What the task asks: What is needed is an exact copy of the lines from the one containing "You are given a photograph. Locate the small" through the last line of the entries below, both included.
—————
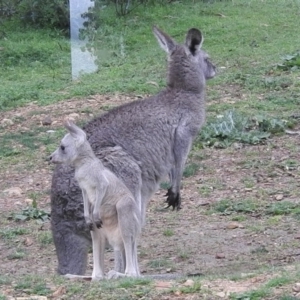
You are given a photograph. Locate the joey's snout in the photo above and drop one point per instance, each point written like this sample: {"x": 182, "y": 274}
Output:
{"x": 52, "y": 158}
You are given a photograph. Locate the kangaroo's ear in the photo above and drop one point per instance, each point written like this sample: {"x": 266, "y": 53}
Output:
{"x": 77, "y": 133}
{"x": 164, "y": 40}
{"x": 194, "y": 40}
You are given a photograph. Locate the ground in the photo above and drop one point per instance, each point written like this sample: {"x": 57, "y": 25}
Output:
{"x": 239, "y": 216}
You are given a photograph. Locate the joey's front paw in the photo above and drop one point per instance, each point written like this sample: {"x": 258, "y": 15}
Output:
{"x": 98, "y": 223}
{"x": 90, "y": 225}
{"x": 173, "y": 199}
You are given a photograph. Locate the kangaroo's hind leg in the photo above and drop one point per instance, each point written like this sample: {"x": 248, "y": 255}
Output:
{"x": 99, "y": 241}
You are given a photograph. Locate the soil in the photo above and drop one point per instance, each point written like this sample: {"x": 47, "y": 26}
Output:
{"x": 199, "y": 239}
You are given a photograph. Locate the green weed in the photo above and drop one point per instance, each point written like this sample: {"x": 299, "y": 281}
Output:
{"x": 190, "y": 170}
{"x": 233, "y": 126}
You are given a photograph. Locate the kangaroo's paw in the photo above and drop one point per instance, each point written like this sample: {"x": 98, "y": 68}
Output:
{"x": 114, "y": 275}
{"x": 173, "y": 199}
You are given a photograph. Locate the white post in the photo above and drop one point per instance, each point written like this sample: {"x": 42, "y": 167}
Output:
{"x": 83, "y": 61}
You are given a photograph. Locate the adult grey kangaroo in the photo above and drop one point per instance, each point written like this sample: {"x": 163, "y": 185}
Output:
{"x": 153, "y": 135}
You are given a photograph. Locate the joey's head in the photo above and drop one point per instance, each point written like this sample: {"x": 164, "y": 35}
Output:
{"x": 189, "y": 66}
{"x": 73, "y": 147}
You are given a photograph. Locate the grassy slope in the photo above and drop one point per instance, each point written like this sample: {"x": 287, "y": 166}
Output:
{"x": 245, "y": 37}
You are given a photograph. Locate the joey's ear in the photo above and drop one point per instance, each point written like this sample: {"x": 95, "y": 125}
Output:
{"x": 194, "y": 40}
{"x": 77, "y": 133}
{"x": 164, "y": 40}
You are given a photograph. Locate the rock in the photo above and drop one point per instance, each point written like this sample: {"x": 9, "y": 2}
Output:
{"x": 13, "y": 191}
{"x": 221, "y": 294}
{"x": 220, "y": 255}
{"x": 46, "y": 121}
{"x": 234, "y": 225}
{"x": 163, "y": 285}
{"x": 32, "y": 298}
{"x": 296, "y": 287}
{"x": 279, "y": 197}
{"x": 7, "y": 122}
{"x": 28, "y": 242}
{"x": 73, "y": 116}
{"x": 59, "y": 292}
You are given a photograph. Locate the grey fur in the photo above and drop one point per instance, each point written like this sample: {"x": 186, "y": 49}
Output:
{"x": 111, "y": 211}
{"x": 154, "y": 136}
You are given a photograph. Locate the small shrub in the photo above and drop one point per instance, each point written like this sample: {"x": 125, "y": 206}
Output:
{"x": 290, "y": 62}
{"x": 235, "y": 127}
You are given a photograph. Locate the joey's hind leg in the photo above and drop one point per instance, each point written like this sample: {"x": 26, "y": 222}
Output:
{"x": 129, "y": 219}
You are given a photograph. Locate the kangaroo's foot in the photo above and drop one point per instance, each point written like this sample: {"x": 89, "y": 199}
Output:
{"x": 173, "y": 199}
{"x": 71, "y": 276}
{"x": 114, "y": 275}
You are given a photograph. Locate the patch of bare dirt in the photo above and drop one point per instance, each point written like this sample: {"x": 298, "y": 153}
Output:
{"x": 198, "y": 239}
—————
Exercise answer:
You are given a photograph. Locate the small shrub in the photo above and drop one point per instance, each point written like this sample: {"x": 125, "y": 206}
Output:
{"x": 290, "y": 62}
{"x": 235, "y": 127}
You are given a photograph. Locate the joey's hind leg in the photo above and drop one point per instance, each point written like this sample: {"x": 26, "y": 222}
Output:
{"x": 129, "y": 219}
You are given a photograph. Locate the kangaroo's foot in the photo above and drop one point per instance, each point written like this sample: {"x": 89, "y": 199}
Output:
{"x": 173, "y": 199}
{"x": 71, "y": 276}
{"x": 114, "y": 275}
You are given a photograph. Locate the patch of bare dirt in the photo above and drop one point per instance, each point written like this sample: {"x": 298, "y": 153}
Output:
{"x": 198, "y": 239}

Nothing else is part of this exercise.